-- DATA EXCERPTS --
################

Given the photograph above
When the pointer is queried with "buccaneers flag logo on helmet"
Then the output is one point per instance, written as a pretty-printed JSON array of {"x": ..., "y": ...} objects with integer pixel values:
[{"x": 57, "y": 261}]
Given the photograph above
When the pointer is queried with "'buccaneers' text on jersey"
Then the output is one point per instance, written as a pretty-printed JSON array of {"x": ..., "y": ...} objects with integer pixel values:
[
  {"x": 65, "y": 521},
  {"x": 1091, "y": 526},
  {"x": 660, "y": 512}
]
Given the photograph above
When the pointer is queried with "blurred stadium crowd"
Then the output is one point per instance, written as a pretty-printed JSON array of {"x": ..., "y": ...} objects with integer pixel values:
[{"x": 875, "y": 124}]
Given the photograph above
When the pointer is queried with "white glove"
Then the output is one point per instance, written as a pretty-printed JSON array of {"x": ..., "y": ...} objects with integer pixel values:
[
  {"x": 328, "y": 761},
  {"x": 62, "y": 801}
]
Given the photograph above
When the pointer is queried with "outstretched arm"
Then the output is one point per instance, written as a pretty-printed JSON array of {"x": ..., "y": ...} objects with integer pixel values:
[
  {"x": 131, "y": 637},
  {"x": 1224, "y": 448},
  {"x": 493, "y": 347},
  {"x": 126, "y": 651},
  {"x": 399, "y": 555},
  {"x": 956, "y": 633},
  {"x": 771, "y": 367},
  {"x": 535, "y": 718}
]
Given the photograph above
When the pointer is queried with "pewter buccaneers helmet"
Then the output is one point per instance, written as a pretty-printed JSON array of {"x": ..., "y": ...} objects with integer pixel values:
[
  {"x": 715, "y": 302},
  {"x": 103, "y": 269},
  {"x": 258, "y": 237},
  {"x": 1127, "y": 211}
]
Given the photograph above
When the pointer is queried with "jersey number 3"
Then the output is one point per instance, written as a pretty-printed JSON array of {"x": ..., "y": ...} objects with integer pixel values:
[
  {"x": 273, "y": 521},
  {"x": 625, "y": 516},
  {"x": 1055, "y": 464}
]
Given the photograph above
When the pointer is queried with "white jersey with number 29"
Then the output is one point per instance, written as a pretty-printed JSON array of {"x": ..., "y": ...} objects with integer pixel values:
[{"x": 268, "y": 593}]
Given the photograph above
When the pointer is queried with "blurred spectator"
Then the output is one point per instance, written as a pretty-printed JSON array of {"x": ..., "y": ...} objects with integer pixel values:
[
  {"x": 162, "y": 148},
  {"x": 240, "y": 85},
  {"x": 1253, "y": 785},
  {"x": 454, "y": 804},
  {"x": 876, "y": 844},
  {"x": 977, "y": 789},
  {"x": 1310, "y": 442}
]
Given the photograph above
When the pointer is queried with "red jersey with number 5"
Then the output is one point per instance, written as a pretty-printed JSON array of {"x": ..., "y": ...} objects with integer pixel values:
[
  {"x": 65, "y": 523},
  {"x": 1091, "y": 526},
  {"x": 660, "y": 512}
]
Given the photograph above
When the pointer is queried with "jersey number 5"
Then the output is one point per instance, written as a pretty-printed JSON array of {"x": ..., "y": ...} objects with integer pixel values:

################

-- TASK BRIEF --
Retype the records above exactly, so that no line differs from its source.

-- COMPLETED EXERCISE --
Given the photograph above
When the pointer is queried with "buccaneers flag logo on helmet"
Then the output is one point per instance, written as a pretty-printed JSON array of {"x": ..., "y": ...} objects with integer pixel values:
[{"x": 57, "y": 261}]
Given the photograph above
When the pointer is queried with "'buccaneers' text on jersey"
Then the output is one point per instance, written as a pretty-printed JSON array of {"x": ..., "y": ...} objects with integer pixel values:
[
  {"x": 65, "y": 521},
  {"x": 1091, "y": 526},
  {"x": 660, "y": 512}
]
Given the photograph above
When the pointer is queried with "blurred stadium crowd"
Then the output is one point per instance, written as a pretty-printed JSON array of {"x": ..., "y": ...} objects with integer pixel values:
[{"x": 875, "y": 124}]
Given the photograph above
When the pointer is queried with "white glove"
Then the output is one point per instance, written as a pretty-printed JSON array of {"x": ..., "y": ...} objects with integer pixel values:
[
  {"x": 328, "y": 761},
  {"x": 62, "y": 801}
]
Given the photograph above
When the pointer is queried with "outstretched arm"
Then the output is one point per instance, written as a pretty-printed JSON array of {"x": ..., "y": ...} objects with integer pixel values:
[
  {"x": 131, "y": 637},
  {"x": 1224, "y": 448},
  {"x": 493, "y": 347},
  {"x": 126, "y": 651},
  {"x": 399, "y": 555},
  {"x": 956, "y": 633},
  {"x": 771, "y": 367},
  {"x": 535, "y": 718}
]
Given the photograph above
When the pointer is queried with "pewter buccaneers helmet"
Then the output is one point per instance, written as a pretty-printed JSON array of {"x": ..., "y": ...} objects with integer pixel values:
[
  {"x": 715, "y": 302},
  {"x": 103, "y": 269},
  {"x": 258, "y": 237},
  {"x": 1127, "y": 211}
]
Given the photograph above
When the pointer is queried with "jersey number 3"
Then the output is one point per instance, written as a pretty-printed JSON array of {"x": ..., "y": ...} objects with integer pixel values:
[
  {"x": 273, "y": 521},
  {"x": 625, "y": 516},
  {"x": 1055, "y": 464}
]
Given the photograph above
When the pointer is queried with "white jersey with number 29"
Then the output is one point per instance, written as a pretty-printed JSON array of {"x": ..., "y": ...} objects with integer pixel values:
[{"x": 268, "y": 593}]
Given the photograph above
When the pointer is queried with "blurred spectator"
Then the output is one point per instance, written as a pretty-printed JSON array of {"x": ..., "y": ...} objects with integer pixel values:
[
  {"x": 162, "y": 148},
  {"x": 240, "y": 85},
  {"x": 1253, "y": 785},
  {"x": 454, "y": 804},
  {"x": 876, "y": 844},
  {"x": 977, "y": 789},
  {"x": 1310, "y": 442}
]
Given the photograph above
When the pointer is queried with "red jersey with number 5"
Then the output is one point per instance, written as a pretty-printed JSON array of {"x": ..., "y": ...} objects with integer pixel values:
[
  {"x": 65, "y": 523},
  {"x": 1091, "y": 526},
  {"x": 660, "y": 512}
]
Given the photograph above
When the pointer is queried with "jersey number 5"
Then the output is one point per instance, written as a pretty-printed JSON array of {"x": ..., "y": ...} objects with integer pixel values:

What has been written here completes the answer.